| PASSAGE TO READ |
· · · · ·
Pre-test achievement was substantially related to language of instruction. For example, pre-test 
achievement correlates .47 with general English Instruction and .47 with the (residualized) English in 
English Classes. However, because the pre-test achievement scores were based on achievement before 
students entered high schools, we may attribute some of this correlation to school selection processes: 
students with higher pre-test scores tend to attend the more prestigious English-language high schools in 
Hong Kong. Interestingly, language-of-instruction variables (ELLOI, Einst, EEng) were almost 
uncorrelated with the residualized pretest English scores (EngO Resid, see Table 1). Thus, although 
students in English-language high schools were much brighter than average, they were not particularly 
proficient in English, beyond what would be expected in terms of their general achievement. Hence, 
interpretations must account for these large initial pretest differences and relations that do not control for 
initial differences (i.e., the correlations as presented in Table 1) should be interpreted cautiously.
· · · · ·
| ENTRIES SHOWN |
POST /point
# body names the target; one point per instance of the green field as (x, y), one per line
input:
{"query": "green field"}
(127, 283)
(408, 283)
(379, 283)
· · · · ·
| STATED TASK |
Answer these questions about the passage on language of instruction, using only what it states.
(a) What correlation does the passage report between pre-test achievement and general English Instruction?
(b) What kind of high schools do students with higher pre-test scores tend to attend?
(c) How should relations that do not control for initial differences be interpreted?

| TASK SOLUTION |
(a) .47
(b) The more prestigious English-language high schools in Hong Kong.
(c) Cautiously.